Task details: Please say how many lines of the entries below contain the word "beak", and leave out everything else.

Source material:
^^^^

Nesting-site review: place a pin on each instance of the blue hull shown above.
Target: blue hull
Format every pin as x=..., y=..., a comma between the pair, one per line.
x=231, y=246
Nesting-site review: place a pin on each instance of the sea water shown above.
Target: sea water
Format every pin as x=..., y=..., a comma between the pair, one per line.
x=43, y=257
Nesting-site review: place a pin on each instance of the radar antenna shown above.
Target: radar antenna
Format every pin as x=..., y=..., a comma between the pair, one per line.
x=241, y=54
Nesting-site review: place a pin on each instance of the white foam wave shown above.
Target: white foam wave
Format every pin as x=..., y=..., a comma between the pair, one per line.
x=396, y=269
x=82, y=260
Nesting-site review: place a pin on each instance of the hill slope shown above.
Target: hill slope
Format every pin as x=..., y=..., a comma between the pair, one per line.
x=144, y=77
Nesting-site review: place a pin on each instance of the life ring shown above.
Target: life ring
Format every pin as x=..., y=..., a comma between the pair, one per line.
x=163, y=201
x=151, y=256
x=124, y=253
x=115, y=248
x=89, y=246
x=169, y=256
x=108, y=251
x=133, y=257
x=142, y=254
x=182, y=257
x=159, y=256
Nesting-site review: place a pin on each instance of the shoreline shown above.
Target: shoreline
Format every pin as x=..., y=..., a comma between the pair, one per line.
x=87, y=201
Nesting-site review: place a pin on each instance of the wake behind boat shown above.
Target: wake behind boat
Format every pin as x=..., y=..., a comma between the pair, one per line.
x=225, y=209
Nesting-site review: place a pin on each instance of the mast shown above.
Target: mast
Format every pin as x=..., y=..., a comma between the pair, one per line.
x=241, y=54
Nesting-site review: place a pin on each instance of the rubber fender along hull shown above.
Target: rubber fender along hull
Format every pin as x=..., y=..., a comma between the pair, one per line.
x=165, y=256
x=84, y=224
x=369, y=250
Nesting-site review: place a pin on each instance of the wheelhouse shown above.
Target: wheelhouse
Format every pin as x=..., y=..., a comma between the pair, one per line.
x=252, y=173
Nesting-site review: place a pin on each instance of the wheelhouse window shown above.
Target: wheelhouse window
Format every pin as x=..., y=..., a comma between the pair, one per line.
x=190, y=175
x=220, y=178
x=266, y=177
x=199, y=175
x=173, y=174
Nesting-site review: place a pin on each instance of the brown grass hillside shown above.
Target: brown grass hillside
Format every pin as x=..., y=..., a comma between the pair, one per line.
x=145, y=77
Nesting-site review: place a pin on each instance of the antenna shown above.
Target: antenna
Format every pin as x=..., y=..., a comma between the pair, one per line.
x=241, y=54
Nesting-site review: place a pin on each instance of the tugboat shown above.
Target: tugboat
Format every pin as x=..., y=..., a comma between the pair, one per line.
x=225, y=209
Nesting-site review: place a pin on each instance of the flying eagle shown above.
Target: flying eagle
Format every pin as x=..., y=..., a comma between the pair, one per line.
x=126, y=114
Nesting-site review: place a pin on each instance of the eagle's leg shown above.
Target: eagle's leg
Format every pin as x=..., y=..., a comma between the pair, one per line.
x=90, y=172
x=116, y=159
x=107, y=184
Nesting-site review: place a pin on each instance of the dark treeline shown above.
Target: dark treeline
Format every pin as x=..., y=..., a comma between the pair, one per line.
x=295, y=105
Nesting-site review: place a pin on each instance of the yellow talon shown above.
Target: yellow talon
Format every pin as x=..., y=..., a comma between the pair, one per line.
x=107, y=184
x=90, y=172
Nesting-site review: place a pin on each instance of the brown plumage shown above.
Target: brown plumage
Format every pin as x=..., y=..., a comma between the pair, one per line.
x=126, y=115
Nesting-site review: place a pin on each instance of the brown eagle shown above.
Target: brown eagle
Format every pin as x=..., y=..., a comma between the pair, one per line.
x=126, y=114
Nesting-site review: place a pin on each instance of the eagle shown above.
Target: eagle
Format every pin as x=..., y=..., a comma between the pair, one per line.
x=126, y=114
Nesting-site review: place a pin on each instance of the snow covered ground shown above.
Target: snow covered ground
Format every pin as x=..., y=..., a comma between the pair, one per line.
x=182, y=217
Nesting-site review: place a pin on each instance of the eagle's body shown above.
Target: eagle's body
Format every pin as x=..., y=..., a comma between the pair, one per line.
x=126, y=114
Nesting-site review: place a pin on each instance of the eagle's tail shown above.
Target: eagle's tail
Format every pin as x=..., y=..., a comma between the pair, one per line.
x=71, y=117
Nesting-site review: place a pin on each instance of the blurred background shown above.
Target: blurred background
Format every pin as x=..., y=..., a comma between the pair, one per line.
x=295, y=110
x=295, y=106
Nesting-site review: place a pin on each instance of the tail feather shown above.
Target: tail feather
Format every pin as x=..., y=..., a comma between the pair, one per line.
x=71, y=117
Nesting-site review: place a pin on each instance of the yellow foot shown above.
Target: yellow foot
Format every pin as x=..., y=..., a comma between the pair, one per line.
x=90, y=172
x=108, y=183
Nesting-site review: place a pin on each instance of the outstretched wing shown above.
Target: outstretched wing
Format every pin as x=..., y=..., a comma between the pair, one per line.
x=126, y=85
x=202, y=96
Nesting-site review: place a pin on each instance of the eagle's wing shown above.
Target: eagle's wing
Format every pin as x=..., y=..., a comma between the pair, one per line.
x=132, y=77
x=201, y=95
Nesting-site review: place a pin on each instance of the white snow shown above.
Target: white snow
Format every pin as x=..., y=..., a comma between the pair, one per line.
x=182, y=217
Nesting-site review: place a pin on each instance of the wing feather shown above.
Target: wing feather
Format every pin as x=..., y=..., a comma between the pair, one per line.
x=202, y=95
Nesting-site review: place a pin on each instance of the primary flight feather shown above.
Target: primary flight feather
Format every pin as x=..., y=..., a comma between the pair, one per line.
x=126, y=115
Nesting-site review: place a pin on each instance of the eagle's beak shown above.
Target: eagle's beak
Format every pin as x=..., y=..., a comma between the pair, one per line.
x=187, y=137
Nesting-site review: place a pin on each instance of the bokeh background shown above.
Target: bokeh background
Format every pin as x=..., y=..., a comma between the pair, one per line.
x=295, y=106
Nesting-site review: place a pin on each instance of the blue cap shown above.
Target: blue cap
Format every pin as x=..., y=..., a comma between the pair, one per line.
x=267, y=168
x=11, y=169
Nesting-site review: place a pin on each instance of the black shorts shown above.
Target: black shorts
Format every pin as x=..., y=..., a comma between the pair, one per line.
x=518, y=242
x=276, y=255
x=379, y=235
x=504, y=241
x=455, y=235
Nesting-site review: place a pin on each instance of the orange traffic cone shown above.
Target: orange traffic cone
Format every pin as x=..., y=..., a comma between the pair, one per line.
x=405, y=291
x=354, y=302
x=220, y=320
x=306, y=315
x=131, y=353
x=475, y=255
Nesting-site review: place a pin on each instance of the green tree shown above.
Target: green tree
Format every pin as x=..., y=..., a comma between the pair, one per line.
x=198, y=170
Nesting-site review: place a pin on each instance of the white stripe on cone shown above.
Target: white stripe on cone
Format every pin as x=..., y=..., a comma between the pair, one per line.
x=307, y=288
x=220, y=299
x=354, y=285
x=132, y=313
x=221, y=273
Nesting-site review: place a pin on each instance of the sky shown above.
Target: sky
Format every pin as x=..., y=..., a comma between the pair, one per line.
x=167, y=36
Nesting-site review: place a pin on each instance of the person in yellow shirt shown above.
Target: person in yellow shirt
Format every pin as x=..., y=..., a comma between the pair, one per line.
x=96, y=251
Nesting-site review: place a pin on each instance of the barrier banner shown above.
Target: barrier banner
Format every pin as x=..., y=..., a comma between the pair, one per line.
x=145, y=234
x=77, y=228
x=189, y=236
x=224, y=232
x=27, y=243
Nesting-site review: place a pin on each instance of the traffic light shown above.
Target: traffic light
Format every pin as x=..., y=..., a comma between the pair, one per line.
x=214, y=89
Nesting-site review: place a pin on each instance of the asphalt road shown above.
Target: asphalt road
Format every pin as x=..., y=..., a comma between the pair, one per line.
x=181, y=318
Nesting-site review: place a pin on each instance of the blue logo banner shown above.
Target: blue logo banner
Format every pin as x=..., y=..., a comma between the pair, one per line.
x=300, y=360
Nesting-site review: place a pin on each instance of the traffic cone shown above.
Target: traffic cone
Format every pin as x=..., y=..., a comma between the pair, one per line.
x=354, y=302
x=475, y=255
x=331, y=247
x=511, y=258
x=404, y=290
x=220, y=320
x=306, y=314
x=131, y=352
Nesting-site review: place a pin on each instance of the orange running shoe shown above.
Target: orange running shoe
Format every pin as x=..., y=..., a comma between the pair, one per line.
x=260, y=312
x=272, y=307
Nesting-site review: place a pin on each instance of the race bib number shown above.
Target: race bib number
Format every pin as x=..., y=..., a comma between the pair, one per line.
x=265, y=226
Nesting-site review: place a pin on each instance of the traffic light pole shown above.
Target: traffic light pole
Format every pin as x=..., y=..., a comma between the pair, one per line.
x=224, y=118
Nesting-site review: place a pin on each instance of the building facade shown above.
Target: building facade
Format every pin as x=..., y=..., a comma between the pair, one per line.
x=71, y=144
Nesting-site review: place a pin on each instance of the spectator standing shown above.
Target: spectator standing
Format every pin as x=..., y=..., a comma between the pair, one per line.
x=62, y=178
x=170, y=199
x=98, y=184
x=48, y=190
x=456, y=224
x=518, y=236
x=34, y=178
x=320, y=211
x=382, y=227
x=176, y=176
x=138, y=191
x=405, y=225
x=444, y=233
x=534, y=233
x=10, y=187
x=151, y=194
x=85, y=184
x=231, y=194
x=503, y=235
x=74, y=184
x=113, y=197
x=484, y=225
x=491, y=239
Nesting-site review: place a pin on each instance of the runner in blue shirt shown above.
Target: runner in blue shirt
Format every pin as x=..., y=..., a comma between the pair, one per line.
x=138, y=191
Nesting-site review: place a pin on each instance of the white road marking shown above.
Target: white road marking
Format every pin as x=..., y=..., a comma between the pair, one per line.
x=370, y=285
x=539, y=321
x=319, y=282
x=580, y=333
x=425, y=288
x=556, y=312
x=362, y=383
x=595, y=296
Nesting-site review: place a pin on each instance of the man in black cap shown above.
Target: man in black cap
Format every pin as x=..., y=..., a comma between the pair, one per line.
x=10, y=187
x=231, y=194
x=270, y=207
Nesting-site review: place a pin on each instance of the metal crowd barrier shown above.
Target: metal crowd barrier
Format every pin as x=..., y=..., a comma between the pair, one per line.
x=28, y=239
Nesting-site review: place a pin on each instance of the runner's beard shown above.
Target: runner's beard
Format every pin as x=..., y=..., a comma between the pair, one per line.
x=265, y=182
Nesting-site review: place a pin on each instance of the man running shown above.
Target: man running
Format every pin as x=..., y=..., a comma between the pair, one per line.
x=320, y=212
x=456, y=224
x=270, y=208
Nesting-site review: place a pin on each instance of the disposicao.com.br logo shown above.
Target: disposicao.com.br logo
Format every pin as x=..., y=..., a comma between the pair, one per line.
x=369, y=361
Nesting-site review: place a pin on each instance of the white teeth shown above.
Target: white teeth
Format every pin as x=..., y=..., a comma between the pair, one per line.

^^^^

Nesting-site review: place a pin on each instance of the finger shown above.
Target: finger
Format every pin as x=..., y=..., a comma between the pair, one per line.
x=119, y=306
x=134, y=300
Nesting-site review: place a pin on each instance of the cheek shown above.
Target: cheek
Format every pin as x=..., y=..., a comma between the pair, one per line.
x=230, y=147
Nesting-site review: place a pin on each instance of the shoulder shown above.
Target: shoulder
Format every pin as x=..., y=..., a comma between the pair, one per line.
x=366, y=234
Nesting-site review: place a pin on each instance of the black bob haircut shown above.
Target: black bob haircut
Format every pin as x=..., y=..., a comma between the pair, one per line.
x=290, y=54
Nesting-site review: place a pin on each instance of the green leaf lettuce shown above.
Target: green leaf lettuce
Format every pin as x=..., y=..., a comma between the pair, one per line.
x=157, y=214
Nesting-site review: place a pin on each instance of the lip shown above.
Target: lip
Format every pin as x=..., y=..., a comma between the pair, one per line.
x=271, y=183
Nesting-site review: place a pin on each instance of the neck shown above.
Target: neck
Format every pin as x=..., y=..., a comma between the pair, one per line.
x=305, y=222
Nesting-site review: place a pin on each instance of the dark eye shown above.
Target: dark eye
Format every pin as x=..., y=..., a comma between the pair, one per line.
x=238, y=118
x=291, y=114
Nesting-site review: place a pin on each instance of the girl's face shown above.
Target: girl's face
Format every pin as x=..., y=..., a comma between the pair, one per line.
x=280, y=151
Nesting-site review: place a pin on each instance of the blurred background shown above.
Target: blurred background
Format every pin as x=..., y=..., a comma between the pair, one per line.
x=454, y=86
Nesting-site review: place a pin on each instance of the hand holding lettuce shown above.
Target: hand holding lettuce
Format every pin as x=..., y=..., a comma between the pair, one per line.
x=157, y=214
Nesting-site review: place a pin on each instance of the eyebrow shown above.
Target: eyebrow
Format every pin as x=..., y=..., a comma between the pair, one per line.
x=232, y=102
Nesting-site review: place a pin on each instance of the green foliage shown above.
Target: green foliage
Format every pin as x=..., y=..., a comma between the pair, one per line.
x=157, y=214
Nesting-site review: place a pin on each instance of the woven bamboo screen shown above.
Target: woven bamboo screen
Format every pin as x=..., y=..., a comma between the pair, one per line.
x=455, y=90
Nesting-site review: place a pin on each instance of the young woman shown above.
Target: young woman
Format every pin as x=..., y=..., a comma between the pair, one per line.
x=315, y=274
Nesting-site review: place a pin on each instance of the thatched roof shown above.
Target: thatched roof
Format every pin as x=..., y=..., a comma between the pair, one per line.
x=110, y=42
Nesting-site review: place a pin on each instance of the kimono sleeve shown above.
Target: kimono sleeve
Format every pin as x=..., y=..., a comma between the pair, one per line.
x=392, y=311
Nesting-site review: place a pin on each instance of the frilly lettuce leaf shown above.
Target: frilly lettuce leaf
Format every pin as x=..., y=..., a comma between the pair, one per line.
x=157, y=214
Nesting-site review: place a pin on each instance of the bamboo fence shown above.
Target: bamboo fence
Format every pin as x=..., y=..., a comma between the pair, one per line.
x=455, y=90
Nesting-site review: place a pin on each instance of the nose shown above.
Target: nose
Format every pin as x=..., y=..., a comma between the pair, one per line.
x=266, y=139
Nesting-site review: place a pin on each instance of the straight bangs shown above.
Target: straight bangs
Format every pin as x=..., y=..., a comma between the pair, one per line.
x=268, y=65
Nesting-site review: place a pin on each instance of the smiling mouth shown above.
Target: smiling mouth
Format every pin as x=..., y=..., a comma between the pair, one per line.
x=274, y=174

^^^^

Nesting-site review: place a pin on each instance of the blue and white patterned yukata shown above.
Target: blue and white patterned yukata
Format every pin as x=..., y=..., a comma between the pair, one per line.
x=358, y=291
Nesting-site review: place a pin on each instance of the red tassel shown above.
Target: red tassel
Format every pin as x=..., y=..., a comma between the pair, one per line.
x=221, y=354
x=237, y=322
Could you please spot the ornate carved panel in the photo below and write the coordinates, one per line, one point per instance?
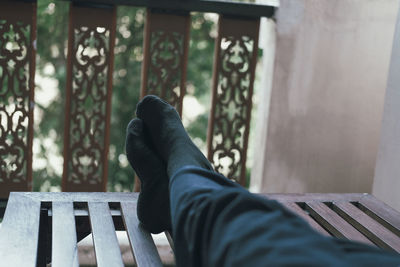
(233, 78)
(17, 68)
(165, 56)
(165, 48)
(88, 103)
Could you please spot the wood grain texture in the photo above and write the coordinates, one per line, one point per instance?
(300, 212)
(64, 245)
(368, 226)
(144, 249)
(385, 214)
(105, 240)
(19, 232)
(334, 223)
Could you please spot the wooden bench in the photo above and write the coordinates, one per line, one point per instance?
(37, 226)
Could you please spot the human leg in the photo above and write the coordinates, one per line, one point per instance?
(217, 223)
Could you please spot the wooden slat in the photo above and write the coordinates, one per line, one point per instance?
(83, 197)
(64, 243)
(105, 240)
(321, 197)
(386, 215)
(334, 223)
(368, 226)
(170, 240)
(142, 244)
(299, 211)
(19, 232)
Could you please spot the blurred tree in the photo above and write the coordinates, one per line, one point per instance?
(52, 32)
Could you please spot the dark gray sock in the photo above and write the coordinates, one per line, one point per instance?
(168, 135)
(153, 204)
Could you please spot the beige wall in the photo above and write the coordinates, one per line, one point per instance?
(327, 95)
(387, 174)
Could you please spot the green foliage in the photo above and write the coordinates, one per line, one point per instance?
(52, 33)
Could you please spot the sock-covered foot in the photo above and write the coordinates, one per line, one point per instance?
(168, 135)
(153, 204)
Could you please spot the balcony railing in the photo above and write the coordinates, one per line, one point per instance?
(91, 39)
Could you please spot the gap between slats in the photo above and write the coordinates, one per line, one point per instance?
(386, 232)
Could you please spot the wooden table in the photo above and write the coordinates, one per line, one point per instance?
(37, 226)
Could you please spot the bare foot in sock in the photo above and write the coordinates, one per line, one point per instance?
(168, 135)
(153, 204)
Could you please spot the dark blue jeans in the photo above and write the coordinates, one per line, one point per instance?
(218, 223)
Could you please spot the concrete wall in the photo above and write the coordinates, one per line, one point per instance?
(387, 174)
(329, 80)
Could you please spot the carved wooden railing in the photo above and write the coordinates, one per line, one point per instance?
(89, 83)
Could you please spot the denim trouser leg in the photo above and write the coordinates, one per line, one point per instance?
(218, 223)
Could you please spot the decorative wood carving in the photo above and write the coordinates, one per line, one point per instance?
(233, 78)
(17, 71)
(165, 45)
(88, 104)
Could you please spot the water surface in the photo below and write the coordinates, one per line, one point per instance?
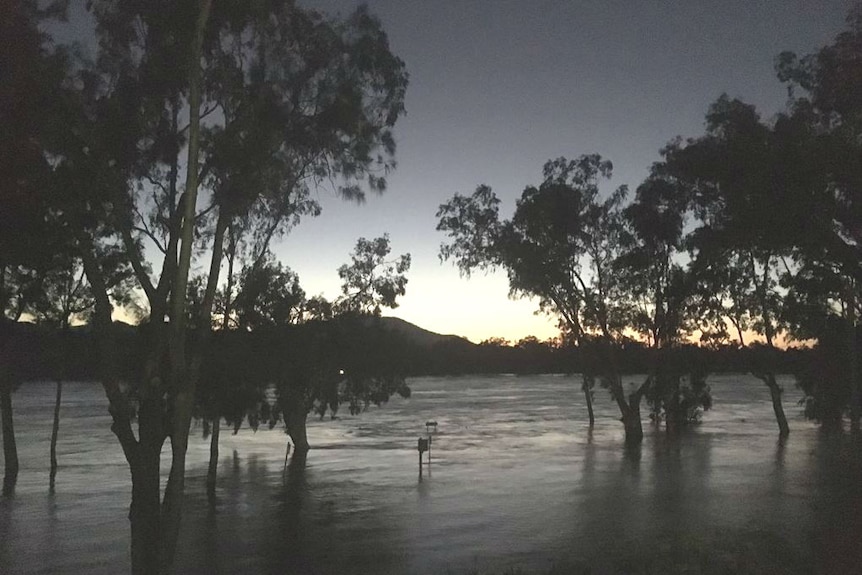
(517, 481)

^^^^

Final answer: 2